LISTED ENTRIES:
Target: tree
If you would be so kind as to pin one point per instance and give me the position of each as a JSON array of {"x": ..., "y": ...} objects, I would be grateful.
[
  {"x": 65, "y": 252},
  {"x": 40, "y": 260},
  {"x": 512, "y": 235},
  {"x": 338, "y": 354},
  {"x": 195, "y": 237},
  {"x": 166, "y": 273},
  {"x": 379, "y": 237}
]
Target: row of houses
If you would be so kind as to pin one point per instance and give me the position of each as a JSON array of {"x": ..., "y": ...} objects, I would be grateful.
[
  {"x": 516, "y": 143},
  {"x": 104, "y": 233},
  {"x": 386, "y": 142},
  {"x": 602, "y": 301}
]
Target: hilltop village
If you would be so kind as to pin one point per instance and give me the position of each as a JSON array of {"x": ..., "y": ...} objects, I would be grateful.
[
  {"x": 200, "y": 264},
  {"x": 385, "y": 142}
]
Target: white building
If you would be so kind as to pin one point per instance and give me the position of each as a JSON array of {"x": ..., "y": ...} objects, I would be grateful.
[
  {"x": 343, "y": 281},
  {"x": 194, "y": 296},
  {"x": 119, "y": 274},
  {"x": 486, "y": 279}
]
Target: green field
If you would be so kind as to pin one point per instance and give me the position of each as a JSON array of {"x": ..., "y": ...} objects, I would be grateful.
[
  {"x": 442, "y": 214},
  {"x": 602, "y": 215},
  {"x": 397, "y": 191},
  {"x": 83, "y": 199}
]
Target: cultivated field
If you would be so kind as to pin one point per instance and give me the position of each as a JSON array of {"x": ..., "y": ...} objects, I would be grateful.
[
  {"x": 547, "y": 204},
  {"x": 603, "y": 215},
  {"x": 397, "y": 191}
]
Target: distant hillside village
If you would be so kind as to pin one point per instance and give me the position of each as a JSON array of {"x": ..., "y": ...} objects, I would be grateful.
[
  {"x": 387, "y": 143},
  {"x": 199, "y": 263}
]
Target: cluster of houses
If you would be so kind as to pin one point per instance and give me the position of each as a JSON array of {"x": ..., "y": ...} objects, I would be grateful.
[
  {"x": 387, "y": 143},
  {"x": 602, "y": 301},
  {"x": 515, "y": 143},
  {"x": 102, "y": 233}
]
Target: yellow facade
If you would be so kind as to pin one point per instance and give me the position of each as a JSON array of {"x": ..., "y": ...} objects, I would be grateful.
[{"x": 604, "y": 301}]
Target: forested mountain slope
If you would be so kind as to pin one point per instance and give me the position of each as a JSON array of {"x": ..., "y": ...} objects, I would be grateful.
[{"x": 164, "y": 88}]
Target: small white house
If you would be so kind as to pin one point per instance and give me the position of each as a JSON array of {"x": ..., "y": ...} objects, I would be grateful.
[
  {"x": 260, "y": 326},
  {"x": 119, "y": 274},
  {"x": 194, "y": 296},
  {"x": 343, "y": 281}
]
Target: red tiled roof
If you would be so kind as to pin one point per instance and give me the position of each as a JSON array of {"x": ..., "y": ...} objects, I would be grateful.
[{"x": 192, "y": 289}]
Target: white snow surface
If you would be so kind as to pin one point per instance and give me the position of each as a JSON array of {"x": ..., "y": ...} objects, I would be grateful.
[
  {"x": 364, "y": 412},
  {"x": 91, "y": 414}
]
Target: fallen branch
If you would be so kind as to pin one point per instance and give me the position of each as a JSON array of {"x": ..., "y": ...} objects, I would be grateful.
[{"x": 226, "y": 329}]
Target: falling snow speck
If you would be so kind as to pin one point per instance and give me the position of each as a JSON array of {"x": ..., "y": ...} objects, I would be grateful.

WHAT YOU ARE ASKED TO DO: Copy every row above word for word, keeping each line the same as it appears.

TASK ANSWER:
Target: tree
If you would be so kind as to pin one point per instance and give me the position of each as a JSON array of {"x": ..., "y": ...} objects, I would be grateful.
[
  {"x": 65, "y": 252},
  {"x": 40, "y": 260},
  {"x": 512, "y": 235},
  {"x": 338, "y": 354},
  {"x": 195, "y": 237},
  {"x": 166, "y": 273},
  {"x": 379, "y": 237}
]
Target: row of houses
If you would be so kind as to pin one point per instance and give me the position of each as a JSON array of {"x": ..., "y": ...} objects, I would be grateful.
[
  {"x": 516, "y": 143},
  {"x": 104, "y": 233},
  {"x": 386, "y": 142},
  {"x": 602, "y": 301}
]
Target: hilltop village
If you would be so kind as to pin one point per instance and give me the position of each as a JSON array of {"x": ..., "y": ...} objects, I would be grateful.
[
  {"x": 200, "y": 264},
  {"x": 385, "y": 142}
]
Target: white building
If you would be so kind as to pin one point per instance and give me the position of each as a JSON array of {"x": ..., "y": ...} objects, I would be grateful.
[
  {"x": 343, "y": 281},
  {"x": 194, "y": 296},
  {"x": 119, "y": 274},
  {"x": 486, "y": 279}
]
Target: green field
If you would be so kind as to pin one point per instance and give me the position of each as a JSON array of {"x": ..., "y": ...} objects, I would be grateful.
[
  {"x": 442, "y": 214},
  {"x": 602, "y": 215},
  {"x": 397, "y": 191},
  {"x": 83, "y": 199}
]
Target: cultivated field
If you would be so kind as to pin one point per instance and give me the position of each as a JSON array of {"x": ..., "y": ...} objects, I would be grateful.
[
  {"x": 547, "y": 204},
  {"x": 603, "y": 215},
  {"x": 397, "y": 191}
]
Target: distant hillside village
If you would be so kind as to pin one point per instance and give me the position of each as a JSON array of {"x": ..., "y": ...} objects, I would be grateful.
[
  {"x": 387, "y": 143},
  {"x": 199, "y": 263}
]
Target: cluster of houses
If you would be so kind as to pin one point per instance and give me the position of each as a JSON array of {"x": ..., "y": ...} objects, I would be grateful.
[
  {"x": 387, "y": 143},
  {"x": 602, "y": 301},
  {"x": 515, "y": 143},
  {"x": 102, "y": 233}
]
Target: yellow facade
If you would be so kind as to pin one point per instance and give me the position of each as a JSON array of {"x": ..., "y": ...} objects, I would be grateful.
[{"x": 604, "y": 301}]
Target: forested mountain slope
If you would be so kind as to pin one point per instance and give me the position of each as a JSON array of {"x": ..., "y": ...} objects, I would be grateful.
[{"x": 164, "y": 88}]
Target: small white house
If you would be so kind as to pin one point per instance and give me the position of each as a JSON array of {"x": ..., "y": ...} objects, I would be grateful.
[
  {"x": 260, "y": 326},
  {"x": 119, "y": 274},
  {"x": 194, "y": 296},
  {"x": 343, "y": 281}
]
Target: red tiled roof
If you would be so kind as to pin one point per instance and give me the position of each as a JSON array of {"x": ..., "y": ...} objects, I would be grateful.
[{"x": 192, "y": 289}]
Target: white snow surface
If you would be so kind as to pin one point per instance and give me the position of each as a JSON array of {"x": ..., "y": ...} objects, I would be grateful.
[
  {"x": 364, "y": 412},
  {"x": 91, "y": 414}
]
Target: fallen branch
If you would be so kind as to pin one point per instance and give me the position of each as a JSON array of {"x": ..., "y": ...} objects, I would be grateful.
[{"x": 226, "y": 329}]
Target: falling snow speck
If you would be so kind as to pin one point per instance and give me the position of each as a JSON array of {"x": ..., "y": ...} objects, I would be grateful.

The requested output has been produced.